(EXCERPTED TEXT)
——

# Restaurant Recommender System

**Authors**: Lyla Kiratiwudhikul, Mina Lee, Tom Zhang

## Motivations and Objectives

For the past few decades, with the fast growing market of digital platforms, 
companies have tried to customize the advertising of their products based on individual customers' preferences or interests. 
This practice has been utilized across various industries and companies, from the e-commerce site Amazon suggesting relevant products to the streaming platform Netflix recommending similar shows to their users' view history and profile. The recommendation systems help increase sales as the users are able to easily see and purchase recommended products that match their needs and preferences.

In this project, we focus on devising a restaurant recommendation system (hereby referred to as “recommender”).
We use data of restaurants and customer profiles from Yelp, a platform for crowd-sourced reviews about businesses.
As an individual has unique restaurant preferences, such as cuisines, ambience, pets, diet types, and/or parking availability, we aim to build the recommender to recommend restaurants to users based on the insights gleaned from their reviews on the previous restaurants they have been to.

## Data Overview

The data is downloaded from [Yelp official website](https://www.yelp.com/dataset/documentation/main). There are two datasets relevant to our analysis and models: `business` and `review` data. The `business` dataset contains information about the businesses including name, location, hours, average rating stars, hours, number of reviews, and other features such as cuisine types and parking availability. The `review` dataset records full review text data as well as the `user_id` who wrote the review and the `business_id` for which the review was written. There are 150,346 businesses and 6,990,280 reviews in the Yelp original datasets. Below is the list of features in the two raw datasets:

**Business:**
- `business_id`: business’s ID, string
- `name`: business’s name, string
- `address`: business’s full address, string
- `city`: business’s city, string
- `state`: business’s state, string, 2 character state code, if applicable
- `postal_code`: business’s postal code, string
- `latitude`: business’s latitude, float
- `longitude`: business’s longitude, float
- `stars`: business’s average stars rating, float (1 to 5)

——

(EXTRACTED INFORMATION)

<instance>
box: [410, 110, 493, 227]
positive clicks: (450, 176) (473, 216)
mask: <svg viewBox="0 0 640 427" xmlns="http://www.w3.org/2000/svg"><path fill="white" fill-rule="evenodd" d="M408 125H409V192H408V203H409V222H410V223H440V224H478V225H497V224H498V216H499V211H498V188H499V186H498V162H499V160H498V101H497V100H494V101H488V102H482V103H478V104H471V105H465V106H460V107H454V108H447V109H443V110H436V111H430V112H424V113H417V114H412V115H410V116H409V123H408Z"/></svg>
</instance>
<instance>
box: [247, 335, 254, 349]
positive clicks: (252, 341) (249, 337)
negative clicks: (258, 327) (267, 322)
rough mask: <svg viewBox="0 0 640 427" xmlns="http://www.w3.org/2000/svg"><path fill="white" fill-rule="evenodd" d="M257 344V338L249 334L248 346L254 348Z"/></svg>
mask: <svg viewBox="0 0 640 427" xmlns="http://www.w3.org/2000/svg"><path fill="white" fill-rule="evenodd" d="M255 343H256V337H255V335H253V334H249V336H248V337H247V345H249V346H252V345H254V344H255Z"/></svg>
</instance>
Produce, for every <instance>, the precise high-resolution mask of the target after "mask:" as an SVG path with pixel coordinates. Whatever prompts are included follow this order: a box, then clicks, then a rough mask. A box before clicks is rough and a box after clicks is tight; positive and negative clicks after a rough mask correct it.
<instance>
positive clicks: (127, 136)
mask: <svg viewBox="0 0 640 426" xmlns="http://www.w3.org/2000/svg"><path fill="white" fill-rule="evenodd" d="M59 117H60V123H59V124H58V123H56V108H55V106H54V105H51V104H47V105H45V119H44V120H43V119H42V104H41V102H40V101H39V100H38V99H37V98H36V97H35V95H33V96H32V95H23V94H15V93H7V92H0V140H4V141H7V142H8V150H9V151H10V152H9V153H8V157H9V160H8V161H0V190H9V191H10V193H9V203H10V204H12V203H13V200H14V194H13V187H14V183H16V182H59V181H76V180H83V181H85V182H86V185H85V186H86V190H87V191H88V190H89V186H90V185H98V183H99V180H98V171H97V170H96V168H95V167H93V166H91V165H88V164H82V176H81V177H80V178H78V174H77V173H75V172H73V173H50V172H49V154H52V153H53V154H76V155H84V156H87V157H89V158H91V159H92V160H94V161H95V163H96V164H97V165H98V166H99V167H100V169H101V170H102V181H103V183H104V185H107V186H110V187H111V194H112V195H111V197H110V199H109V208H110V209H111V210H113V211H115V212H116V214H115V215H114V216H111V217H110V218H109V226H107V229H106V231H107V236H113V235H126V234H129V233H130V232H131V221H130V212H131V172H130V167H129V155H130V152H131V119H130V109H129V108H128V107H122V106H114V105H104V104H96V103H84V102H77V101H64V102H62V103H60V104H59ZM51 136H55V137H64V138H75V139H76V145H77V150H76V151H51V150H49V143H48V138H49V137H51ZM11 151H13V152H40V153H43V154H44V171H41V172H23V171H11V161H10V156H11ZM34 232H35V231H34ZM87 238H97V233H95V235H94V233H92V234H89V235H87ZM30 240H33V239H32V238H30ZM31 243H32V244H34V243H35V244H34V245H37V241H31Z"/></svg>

——

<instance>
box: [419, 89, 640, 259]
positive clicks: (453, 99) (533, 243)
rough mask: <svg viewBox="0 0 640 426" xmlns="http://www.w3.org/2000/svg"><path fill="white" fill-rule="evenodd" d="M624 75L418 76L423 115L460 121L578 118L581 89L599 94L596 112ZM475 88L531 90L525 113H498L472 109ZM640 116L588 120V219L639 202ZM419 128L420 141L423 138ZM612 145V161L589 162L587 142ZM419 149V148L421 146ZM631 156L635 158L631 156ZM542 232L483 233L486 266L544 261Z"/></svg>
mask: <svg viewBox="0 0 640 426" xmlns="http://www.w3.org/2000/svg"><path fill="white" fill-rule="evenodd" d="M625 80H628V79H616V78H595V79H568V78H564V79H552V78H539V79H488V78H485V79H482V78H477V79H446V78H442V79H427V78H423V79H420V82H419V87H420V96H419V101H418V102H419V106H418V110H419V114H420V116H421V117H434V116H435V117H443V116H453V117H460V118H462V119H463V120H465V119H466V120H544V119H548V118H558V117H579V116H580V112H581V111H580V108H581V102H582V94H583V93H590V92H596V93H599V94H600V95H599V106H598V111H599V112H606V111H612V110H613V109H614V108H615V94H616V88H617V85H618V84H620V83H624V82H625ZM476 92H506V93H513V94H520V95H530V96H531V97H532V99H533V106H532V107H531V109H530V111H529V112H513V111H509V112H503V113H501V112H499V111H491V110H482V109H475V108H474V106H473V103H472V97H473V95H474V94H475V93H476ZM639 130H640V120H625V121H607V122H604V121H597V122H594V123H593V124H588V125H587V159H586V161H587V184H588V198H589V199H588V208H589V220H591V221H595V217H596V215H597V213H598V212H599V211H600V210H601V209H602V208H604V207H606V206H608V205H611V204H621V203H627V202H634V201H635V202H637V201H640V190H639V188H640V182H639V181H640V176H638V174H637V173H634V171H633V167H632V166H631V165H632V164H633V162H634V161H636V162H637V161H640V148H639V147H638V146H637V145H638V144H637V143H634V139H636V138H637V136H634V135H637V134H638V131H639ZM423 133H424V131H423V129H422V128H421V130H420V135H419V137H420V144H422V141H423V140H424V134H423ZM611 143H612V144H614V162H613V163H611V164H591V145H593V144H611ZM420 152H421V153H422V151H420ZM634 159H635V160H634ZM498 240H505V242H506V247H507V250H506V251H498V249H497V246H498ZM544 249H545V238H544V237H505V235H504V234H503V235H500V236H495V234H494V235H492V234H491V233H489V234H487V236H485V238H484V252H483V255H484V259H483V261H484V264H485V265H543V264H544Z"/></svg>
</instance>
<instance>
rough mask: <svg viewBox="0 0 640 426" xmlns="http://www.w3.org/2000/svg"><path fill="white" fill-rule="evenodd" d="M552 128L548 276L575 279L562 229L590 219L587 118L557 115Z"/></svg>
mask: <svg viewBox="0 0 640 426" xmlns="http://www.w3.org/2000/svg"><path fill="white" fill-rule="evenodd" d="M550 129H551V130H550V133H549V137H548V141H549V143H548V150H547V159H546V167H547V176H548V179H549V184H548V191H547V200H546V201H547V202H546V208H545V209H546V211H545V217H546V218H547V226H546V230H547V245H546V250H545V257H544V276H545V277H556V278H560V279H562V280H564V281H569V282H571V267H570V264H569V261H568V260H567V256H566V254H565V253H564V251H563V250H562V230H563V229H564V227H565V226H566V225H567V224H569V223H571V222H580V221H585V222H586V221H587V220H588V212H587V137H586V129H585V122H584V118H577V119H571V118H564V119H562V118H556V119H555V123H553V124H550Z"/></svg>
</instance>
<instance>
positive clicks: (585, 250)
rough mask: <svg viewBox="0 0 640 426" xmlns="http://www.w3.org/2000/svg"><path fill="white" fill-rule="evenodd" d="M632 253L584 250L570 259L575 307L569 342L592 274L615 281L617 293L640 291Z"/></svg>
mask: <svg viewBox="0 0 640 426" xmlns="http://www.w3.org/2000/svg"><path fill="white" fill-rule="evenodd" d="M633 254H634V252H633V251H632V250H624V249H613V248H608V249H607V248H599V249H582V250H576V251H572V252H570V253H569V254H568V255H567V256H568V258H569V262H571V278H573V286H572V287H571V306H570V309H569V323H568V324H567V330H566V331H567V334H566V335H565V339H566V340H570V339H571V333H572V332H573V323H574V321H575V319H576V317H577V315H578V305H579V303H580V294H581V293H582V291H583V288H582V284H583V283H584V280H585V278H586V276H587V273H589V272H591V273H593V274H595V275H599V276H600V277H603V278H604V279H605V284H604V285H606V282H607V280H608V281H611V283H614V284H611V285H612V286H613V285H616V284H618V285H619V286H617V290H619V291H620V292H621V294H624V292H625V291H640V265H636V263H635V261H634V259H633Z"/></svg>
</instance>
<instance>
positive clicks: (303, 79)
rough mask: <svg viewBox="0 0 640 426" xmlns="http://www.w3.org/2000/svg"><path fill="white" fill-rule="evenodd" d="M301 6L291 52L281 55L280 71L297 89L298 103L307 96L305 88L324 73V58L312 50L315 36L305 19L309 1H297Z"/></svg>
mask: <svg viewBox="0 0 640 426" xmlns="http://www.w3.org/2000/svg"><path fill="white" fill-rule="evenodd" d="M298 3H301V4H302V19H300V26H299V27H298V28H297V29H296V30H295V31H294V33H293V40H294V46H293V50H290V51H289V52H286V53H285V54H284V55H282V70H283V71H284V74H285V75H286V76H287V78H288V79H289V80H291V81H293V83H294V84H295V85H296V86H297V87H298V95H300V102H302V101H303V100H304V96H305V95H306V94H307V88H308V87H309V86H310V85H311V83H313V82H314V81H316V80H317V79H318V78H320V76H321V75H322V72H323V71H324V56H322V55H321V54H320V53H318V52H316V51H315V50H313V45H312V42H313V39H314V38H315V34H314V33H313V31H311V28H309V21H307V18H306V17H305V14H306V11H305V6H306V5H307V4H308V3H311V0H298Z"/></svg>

——

(ACTIVITY LIST)
[1] In the restaurant recommender write-up, which fields in the Business feature list have the type string?
[2] Transcribe the restaurant recommender write-up between "This practice has" and "needs and preferences.", inclusive.

(SOLUTIONS FOR EACH TASK)
[1]
- `business_id`
- `name`
- `address`
- `city`
- `state`
- `postal_code`

[2]
This practice has been utilized across various industries and companies, from the e-commerce site Amazon suggesting relevant products to the streaming platform Netflix recommending similar shows to their users' view history and profile. The recommendation systems help increase sales as the users are able to easily see and purchase recommended products that match their needs and preferences.